Strategies¶

VelocityFL ships six aggregation strategies. All six are implemented in Rust and exposed as frozen Python dataclasses in velocity.strategy. Pick one based on your threat model and client heterogeneity.

Decision guide¶

If you have…	Reach for
IID clients, no adversary, you want a baseline	`FedAvg`
Heterogeneous clients, drifting local updates	`FedProx(mu=…)`
Untrusted clients, possible Byzantine updates, <½ of clients compromised	`FedMedian`
Untrusted clients, up to `k` compromised per coordinate, want averaged survivors	`TrimmedMean(k=…)`
Untrusted clients, up to `f` compromised, want a single winner	`Krum(f=…)`
Untrusted clients, up to `f` compromised, want to average `m` survivors	`MultiKrum(f=…, m=…)`

All six are value objects: compare with ==, safe to hash, safe to share between threads.

from velocity import FedAvg, FedProx, FedMedian, TrimmedMean, Krum, MultiKrum

FedAvg() == FedAvg()                  # True
FedProx(mu=0.01) != FedProx(mu=0.1)   # True

`FedAvg`¶

Weighted average by local sample count — the McMahan et al. (2017) baseline.

w_{t+1} = Σ_k (n_k / n) · w_{t+1}^k

Use when clients are IID and trusted. Fast, stable, easy to reason about.

from velocity import VelocityServer, FedAvg
server = VelocityServer(model_id=..., dataset=..., strategy=FedAvg())

`FedProx`¶

FedAvg-style aggregation with a proximal term that penalizes local updates for drifting too far from the global model. From Li et al. (2020).

minimize over w:   F_k(w) + (μ/2) · ‖w - w_t‖²

Use when clients are heterogeneous — differing data distributions, compute budgets, or local epoch counts. The proximal term μ dampens client drift.

Field	Default	Effect
`mu`	`0.01`	Higher → more conservative updates, slower convergence, better stability on non-IID data.

from velocity import VelocityServer, FedProx
server = VelocityServer(model_id=..., dataset=..., strategy=FedProx(mu=0.05))

`FedMedian`¶

Coordinate-wise median of client updates. From Yin et al. (2018).

w_{t+1}[i] = median( w_{t+1}^k[i]  for k = 1..K )

Use when you cannot trust every client. Robust against up to ⌊K/2⌋ Byzantine updates — a poisoned client cannot shift the median, only extend its tail.

from velocity import VelocityServer, FedMedian
server = VelocityServer(model_id=..., dataset=..., strategy=FedMedian())

COMPLETE THE FOLLOWING »
a) In the strategies text, what default value is listed for the `mu` field of FedProx?
b) Write out a passage of the strategies text word for word, starting at the words "from velocity import VelocityServer, FedAvg" and ending after "dampens client drift.".

(Annotated coordinate records)
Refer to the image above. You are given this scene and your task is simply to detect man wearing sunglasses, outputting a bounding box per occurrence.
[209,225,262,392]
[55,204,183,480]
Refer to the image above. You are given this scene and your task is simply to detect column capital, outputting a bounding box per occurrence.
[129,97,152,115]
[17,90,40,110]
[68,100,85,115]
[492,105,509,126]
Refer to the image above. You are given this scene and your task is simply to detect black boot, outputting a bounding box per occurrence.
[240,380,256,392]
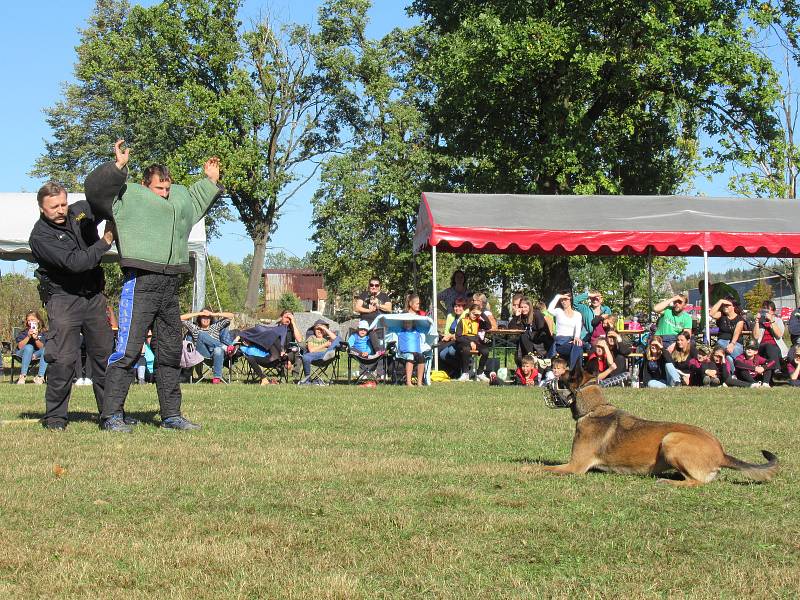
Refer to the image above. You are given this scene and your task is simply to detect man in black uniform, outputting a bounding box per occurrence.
[29,182,114,430]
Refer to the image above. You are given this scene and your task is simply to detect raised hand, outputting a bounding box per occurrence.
[114,140,131,170]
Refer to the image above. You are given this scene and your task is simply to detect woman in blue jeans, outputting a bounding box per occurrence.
[15,310,47,385]
[181,308,233,384]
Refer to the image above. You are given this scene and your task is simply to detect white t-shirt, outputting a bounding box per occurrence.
[547,294,583,338]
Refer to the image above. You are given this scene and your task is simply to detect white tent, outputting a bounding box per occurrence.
[0,192,207,311]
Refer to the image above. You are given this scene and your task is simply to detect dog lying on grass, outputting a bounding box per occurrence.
[544,370,778,487]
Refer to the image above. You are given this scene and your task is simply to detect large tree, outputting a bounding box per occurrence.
[34,0,349,309]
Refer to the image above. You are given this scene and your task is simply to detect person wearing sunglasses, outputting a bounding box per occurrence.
[653,294,692,352]
[353,277,392,325]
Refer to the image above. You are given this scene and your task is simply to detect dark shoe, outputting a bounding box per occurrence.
[42,421,67,431]
[100,415,133,433]
[161,415,200,431]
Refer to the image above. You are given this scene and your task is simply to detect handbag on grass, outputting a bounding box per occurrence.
[181,340,205,369]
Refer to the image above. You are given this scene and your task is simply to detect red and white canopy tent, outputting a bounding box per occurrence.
[414,192,800,360]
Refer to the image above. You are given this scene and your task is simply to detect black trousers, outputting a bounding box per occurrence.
[101,269,183,419]
[44,294,114,425]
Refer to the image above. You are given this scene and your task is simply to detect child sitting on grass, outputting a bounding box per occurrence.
[514,356,539,385]
[540,356,568,385]
[397,321,425,386]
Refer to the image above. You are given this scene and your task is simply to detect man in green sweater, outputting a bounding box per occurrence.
[84,140,221,433]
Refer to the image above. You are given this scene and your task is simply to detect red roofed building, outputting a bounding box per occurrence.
[262,269,328,313]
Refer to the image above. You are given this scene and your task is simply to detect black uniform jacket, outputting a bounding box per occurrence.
[28,200,111,302]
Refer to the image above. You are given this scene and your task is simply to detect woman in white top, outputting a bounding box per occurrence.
[547,292,583,370]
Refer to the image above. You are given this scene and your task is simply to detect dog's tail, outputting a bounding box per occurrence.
[722,450,778,481]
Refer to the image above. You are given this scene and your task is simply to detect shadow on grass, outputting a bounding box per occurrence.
[17,410,161,426]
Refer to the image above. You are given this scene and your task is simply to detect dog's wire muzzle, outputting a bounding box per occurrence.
[542,379,575,408]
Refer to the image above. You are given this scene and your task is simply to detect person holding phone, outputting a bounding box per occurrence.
[15,310,47,385]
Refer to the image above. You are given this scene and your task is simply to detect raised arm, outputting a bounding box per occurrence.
[653,296,680,314]
[189,156,223,223]
[83,140,130,219]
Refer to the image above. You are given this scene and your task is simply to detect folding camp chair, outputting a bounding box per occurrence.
[344,327,387,383]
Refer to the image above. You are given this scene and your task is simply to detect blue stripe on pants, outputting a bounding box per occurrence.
[108,270,136,365]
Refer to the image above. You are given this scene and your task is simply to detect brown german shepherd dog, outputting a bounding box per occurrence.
[544,370,778,487]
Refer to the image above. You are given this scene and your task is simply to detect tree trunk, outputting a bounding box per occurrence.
[244,227,269,313]
[541,256,572,303]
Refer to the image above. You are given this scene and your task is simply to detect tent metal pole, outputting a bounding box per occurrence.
[703,250,711,344]
[647,248,653,323]
[431,246,439,371]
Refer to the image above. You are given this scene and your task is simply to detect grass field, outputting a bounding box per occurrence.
[0,383,800,598]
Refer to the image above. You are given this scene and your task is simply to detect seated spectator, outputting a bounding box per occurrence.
[540,356,569,385]
[277,309,303,373]
[233,325,287,385]
[14,310,47,385]
[514,356,539,385]
[397,321,427,386]
[509,298,553,365]
[670,331,697,385]
[136,329,156,385]
[456,302,491,381]
[752,300,789,368]
[585,337,630,387]
[733,342,777,387]
[500,292,525,329]
[353,277,392,325]
[708,297,744,365]
[439,297,467,378]
[786,344,800,386]
[436,270,472,313]
[347,321,373,358]
[572,290,611,344]
[786,306,800,344]
[641,335,681,388]
[472,292,497,329]
[653,294,692,352]
[181,308,233,384]
[689,344,712,386]
[303,321,341,382]
[703,345,750,387]
[589,313,617,344]
[547,291,583,370]
[405,294,428,317]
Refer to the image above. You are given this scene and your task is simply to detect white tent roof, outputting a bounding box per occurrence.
[0,192,206,261]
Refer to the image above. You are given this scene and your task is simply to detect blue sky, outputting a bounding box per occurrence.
[0,0,744,271]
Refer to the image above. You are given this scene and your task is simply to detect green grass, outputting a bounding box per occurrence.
[0,383,800,599]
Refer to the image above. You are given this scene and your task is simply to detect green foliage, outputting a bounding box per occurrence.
[34,0,356,306]
[311,21,438,304]
[744,281,772,315]
[0,273,47,341]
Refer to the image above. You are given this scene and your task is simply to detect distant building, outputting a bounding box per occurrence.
[689,275,795,318]
[262,269,328,313]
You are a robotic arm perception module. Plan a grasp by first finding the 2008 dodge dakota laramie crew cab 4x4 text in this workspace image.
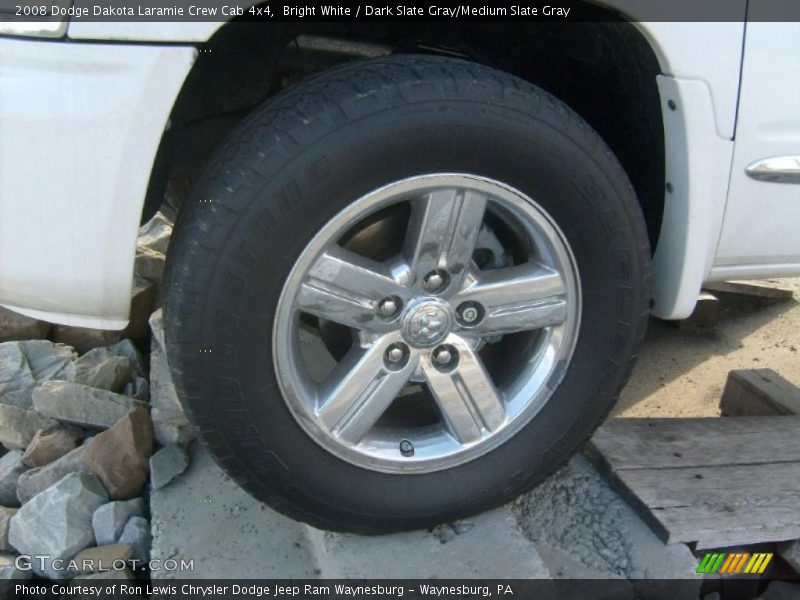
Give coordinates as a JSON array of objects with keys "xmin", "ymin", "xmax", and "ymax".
[{"xmin": 0, "ymin": 0, "xmax": 800, "ymax": 532}]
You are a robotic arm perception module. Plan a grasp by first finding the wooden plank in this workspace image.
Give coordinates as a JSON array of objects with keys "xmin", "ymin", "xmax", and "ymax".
[
  {"xmin": 617, "ymin": 463, "xmax": 800, "ymax": 508},
  {"xmin": 703, "ymin": 281, "xmax": 794, "ymax": 302},
  {"xmin": 590, "ymin": 416, "xmax": 800, "ymax": 548},
  {"xmin": 590, "ymin": 416, "xmax": 800, "ymax": 471},
  {"xmin": 719, "ymin": 369, "xmax": 800, "ymax": 417}
]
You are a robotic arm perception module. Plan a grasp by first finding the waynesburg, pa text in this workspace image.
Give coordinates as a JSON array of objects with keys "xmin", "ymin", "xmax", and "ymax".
[{"xmin": 15, "ymin": 582, "xmax": 514, "ymax": 598}]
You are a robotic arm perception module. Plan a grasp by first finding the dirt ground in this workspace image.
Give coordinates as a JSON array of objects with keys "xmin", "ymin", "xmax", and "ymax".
[{"xmin": 614, "ymin": 278, "xmax": 800, "ymax": 417}]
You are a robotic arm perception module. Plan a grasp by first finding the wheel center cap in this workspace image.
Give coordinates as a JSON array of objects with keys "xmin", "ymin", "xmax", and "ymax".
[{"xmin": 403, "ymin": 299, "xmax": 453, "ymax": 348}]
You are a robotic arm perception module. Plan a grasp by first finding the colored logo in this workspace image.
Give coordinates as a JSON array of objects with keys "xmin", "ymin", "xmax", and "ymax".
[{"xmin": 695, "ymin": 552, "xmax": 772, "ymax": 575}]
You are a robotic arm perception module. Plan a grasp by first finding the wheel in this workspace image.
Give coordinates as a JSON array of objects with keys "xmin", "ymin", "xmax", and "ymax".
[{"xmin": 165, "ymin": 56, "xmax": 650, "ymax": 533}]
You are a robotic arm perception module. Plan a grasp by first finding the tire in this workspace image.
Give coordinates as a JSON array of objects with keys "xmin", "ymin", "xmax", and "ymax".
[{"xmin": 165, "ymin": 55, "xmax": 650, "ymax": 533}]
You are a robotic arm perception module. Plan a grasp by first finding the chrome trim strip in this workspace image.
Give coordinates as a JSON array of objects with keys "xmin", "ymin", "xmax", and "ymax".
[{"xmin": 744, "ymin": 156, "xmax": 800, "ymax": 183}]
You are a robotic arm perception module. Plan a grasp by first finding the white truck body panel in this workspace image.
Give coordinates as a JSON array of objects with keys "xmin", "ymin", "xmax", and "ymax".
[
  {"xmin": 711, "ymin": 22, "xmax": 800, "ymax": 278},
  {"xmin": 0, "ymin": 39, "xmax": 196, "ymax": 329},
  {"xmin": 0, "ymin": 15, "xmax": 800, "ymax": 329}
]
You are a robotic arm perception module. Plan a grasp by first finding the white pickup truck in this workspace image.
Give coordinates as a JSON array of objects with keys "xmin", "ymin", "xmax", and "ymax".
[{"xmin": 0, "ymin": 0, "xmax": 800, "ymax": 532}]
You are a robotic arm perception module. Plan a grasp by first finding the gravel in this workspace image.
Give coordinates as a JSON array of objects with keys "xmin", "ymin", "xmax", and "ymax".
[{"xmin": 8, "ymin": 473, "xmax": 108, "ymax": 579}]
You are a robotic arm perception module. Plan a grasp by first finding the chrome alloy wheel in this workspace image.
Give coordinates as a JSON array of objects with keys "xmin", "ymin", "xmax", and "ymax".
[{"xmin": 272, "ymin": 174, "xmax": 581, "ymax": 473}]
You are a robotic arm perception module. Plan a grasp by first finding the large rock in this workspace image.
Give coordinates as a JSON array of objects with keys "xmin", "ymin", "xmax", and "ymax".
[
  {"xmin": 19, "ymin": 340, "xmax": 78, "ymax": 383},
  {"xmin": 108, "ymin": 340, "xmax": 147, "ymax": 377},
  {"xmin": 0, "ymin": 343, "xmax": 36, "ymax": 408},
  {"xmin": 0, "ymin": 506, "xmax": 17, "ymax": 552},
  {"xmin": 150, "ymin": 444, "xmax": 189, "ymax": 490},
  {"xmin": 22, "ymin": 427, "xmax": 81, "ymax": 467},
  {"xmin": 0, "ymin": 404, "xmax": 58, "ymax": 449},
  {"xmin": 33, "ymin": 381, "xmax": 145, "ymax": 429},
  {"xmin": 0, "ymin": 306, "xmax": 50, "ymax": 342},
  {"xmin": 122, "ymin": 377, "xmax": 150, "ymax": 402},
  {"xmin": 17, "ymin": 446, "xmax": 91, "ymax": 504},
  {"xmin": 0, "ymin": 340, "xmax": 76, "ymax": 409},
  {"xmin": 119, "ymin": 517, "xmax": 153, "ymax": 567},
  {"xmin": 8, "ymin": 473, "xmax": 108, "ymax": 579},
  {"xmin": 150, "ymin": 326, "xmax": 194, "ymax": 446},
  {"xmin": 92, "ymin": 498, "xmax": 144, "ymax": 544},
  {"xmin": 75, "ymin": 348, "xmax": 133, "ymax": 392},
  {"xmin": 122, "ymin": 277, "xmax": 158, "ymax": 340},
  {"xmin": 83, "ymin": 408, "xmax": 153, "ymax": 500},
  {"xmin": 53, "ymin": 325, "xmax": 122, "ymax": 353},
  {"xmin": 0, "ymin": 450, "xmax": 27, "ymax": 506},
  {"xmin": 136, "ymin": 212, "xmax": 172, "ymax": 254},
  {"xmin": 133, "ymin": 246, "xmax": 167, "ymax": 286}
]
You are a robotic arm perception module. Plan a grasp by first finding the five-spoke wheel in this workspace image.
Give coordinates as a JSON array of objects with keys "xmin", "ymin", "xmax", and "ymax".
[{"xmin": 274, "ymin": 174, "xmax": 580, "ymax": 471}]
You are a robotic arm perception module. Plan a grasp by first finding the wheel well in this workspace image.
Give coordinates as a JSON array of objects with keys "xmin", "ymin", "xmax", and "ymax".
[{"xmin": 143, "ymin": 5, "xmax": 664, "ymax": 248}]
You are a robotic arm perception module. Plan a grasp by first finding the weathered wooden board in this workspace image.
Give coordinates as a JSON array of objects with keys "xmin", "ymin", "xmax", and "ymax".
[
  {"xmin": 719, "ymin": 369, "xmax": 800, "ymax": 417},
  {"xmin": 592, "ymin": 416, "xmax": 800, "ymax": 471},
  {"xmin": 703, "ymin": 281, "xmax": 794, "ymax": 302},
  {"xmin": 590, "ymin": 416, "xmax": 800, "ymax": 548}
]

PROBLEM SOLUTIONS »
a) 0.01

b)
from velocity import VelocityServer, FedAvg
server = VelocityServer(model_id=..., dataset=..., strategy=FedAvg())

`FedProx`¶

FedAvg-style aggregation with a proximal term that penalizes local updates for drifting too far from the global model. From Li et al. (2020).

minimize over w:   F_k(w) + (μ/2) · ‖w - w_t‖²

Use when clients are heterogeneous — differing data distributions, compute budgets, or local epoch counts. The proximal term μ dampens client drift.